[BEGIN EXERCISE INPUT]

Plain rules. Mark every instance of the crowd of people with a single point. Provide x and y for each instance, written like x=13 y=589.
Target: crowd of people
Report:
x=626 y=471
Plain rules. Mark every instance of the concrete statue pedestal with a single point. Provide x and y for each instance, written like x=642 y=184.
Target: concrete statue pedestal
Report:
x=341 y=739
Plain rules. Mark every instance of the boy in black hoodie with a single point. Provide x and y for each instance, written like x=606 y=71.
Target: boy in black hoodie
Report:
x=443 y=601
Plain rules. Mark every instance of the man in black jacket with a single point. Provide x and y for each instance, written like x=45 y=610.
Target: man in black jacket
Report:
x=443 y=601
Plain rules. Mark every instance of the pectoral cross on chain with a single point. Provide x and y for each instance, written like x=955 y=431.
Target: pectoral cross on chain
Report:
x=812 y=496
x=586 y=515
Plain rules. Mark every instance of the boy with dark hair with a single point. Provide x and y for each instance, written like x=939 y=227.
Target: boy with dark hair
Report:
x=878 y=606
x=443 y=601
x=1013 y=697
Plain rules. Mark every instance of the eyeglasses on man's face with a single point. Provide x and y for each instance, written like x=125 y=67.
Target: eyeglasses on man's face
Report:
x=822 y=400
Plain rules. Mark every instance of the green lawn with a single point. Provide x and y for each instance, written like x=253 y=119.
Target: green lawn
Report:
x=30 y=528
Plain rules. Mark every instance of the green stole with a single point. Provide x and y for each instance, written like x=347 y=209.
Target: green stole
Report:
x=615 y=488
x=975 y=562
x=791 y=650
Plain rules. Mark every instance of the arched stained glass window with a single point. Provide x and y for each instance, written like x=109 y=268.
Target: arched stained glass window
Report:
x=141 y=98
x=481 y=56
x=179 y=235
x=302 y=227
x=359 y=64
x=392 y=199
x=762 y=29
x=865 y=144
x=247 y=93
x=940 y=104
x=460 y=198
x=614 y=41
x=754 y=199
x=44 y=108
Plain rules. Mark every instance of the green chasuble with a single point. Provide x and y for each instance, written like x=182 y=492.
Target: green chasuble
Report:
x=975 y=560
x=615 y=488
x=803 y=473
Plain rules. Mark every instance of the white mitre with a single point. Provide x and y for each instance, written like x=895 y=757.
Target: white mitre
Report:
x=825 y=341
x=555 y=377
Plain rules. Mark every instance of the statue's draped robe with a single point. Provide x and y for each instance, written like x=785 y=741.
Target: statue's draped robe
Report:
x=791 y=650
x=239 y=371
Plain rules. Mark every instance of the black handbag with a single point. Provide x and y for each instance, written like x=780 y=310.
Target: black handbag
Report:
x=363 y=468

[END EXERCISE INPUT]

#### EXERCISE
Retype the material word for word, starting at its very beginning and ending with the line that contains "x=341 y=739", including that line.

#### REPLY TO THE TASK
Plain rules. Mark every instance of the crowd of people with a single point. Provide x and y for each instance, written like x=13 y=589.
Target: crowd of people
Report:
x=626 y=471
Plain rules. Mark every instance of the concrete statue pedestal with a single point. Provide x and y for each instance, written like x=642 y=184.
Target: concrete statue pedestal
Report:
x=341 y=739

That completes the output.